*** Begin section ***

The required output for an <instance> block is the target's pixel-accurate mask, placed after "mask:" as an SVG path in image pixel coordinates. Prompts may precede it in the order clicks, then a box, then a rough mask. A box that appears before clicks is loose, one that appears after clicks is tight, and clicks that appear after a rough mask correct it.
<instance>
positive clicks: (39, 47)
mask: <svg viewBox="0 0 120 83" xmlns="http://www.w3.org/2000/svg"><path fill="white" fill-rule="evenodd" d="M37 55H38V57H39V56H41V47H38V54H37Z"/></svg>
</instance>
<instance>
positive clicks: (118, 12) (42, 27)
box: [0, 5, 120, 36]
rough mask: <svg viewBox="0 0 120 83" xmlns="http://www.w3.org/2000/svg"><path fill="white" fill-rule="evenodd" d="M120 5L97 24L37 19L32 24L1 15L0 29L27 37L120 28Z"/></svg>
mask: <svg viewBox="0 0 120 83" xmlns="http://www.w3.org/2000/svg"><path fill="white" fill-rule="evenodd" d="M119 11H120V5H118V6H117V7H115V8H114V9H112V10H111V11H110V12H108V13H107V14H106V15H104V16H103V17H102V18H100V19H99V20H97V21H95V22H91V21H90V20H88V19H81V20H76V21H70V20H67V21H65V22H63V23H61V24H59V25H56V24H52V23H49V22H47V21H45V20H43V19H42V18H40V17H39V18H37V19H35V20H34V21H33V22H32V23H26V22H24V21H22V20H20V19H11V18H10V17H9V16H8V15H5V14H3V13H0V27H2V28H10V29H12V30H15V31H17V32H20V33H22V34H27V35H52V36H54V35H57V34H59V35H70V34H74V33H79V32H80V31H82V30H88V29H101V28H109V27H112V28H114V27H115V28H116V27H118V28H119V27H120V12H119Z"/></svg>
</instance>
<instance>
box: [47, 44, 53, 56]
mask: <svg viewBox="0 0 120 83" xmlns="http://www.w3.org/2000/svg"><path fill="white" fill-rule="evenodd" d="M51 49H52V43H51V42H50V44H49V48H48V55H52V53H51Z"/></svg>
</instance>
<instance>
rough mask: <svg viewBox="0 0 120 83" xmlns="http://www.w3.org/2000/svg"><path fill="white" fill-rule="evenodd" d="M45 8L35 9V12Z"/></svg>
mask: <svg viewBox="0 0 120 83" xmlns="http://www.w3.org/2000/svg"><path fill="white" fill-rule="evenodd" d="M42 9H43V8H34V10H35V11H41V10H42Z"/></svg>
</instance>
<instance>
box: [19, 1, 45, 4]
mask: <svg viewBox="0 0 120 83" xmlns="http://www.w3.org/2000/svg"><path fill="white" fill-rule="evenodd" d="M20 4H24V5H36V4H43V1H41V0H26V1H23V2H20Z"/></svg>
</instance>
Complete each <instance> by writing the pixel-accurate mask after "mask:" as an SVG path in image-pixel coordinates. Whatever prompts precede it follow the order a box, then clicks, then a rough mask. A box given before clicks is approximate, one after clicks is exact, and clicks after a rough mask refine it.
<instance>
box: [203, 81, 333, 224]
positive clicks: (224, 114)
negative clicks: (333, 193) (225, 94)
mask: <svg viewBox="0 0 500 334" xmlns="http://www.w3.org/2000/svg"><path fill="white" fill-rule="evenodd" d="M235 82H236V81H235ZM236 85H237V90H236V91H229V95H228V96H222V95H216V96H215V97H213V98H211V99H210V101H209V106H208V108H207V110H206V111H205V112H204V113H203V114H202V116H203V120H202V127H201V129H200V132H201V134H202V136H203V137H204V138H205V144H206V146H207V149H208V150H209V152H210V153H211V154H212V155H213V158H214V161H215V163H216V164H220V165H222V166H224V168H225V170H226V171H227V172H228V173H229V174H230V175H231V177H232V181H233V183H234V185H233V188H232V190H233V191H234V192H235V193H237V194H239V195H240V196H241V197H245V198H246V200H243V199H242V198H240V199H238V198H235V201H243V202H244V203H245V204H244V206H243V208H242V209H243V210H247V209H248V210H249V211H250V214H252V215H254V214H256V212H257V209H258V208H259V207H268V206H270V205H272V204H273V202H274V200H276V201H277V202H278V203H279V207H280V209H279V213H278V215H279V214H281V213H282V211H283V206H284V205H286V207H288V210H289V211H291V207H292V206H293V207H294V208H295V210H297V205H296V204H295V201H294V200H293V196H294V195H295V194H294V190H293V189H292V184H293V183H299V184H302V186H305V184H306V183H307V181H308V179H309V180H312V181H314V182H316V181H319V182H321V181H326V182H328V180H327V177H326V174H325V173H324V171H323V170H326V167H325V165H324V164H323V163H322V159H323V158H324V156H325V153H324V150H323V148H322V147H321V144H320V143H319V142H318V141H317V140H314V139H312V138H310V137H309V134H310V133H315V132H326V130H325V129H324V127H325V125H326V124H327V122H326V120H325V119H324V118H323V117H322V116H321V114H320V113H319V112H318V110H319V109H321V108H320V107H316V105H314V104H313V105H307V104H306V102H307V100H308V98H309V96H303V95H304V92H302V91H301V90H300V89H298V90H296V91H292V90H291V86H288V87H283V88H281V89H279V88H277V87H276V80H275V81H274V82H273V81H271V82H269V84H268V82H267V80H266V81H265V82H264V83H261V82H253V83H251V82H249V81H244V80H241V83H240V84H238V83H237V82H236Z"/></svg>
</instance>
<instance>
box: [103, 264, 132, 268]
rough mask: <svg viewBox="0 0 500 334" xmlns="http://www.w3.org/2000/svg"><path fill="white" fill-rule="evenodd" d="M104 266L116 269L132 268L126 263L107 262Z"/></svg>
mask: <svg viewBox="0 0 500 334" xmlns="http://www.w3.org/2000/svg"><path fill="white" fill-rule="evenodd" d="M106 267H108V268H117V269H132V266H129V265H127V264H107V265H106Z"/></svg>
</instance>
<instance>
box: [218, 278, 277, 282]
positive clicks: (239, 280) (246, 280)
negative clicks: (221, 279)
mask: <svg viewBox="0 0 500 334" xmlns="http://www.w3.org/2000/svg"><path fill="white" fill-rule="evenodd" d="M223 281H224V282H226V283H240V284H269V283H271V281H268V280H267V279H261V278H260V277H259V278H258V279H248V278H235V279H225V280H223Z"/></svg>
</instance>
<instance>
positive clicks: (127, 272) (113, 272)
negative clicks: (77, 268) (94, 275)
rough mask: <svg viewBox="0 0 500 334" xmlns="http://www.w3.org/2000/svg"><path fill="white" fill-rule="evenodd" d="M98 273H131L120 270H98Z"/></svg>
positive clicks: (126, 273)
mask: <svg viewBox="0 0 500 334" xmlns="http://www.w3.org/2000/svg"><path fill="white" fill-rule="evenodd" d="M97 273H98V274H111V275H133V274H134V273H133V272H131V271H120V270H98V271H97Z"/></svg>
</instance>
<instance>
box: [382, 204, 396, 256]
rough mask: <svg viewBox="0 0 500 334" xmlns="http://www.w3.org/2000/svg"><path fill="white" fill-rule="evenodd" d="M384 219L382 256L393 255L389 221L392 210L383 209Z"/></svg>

*** End section ***

■ The problem: Working from the entries above, return all lines that contain "then".

■ Solved problem:
The required output for an <instance> block is the target's pixel-accurate mask, placed after "mask:" as an SVG path in image pixel coordinates. Prompts may precede it in the order clicks, then a box, then a rough mask. A box that appears before clicks is loose, one that appears after clicks is tight, and clicks that appear after a rough mask correct it.
Complete each <instance> by writing the pixel-accurate mask after "mask:" as an SVG path in image-pixel coordinates. Whatever prompts precede it follow the order a box, then clicks, then a rough mask. A box given before clicks is approximate, one after clicks is exact, and clicks after a rough mask refine it.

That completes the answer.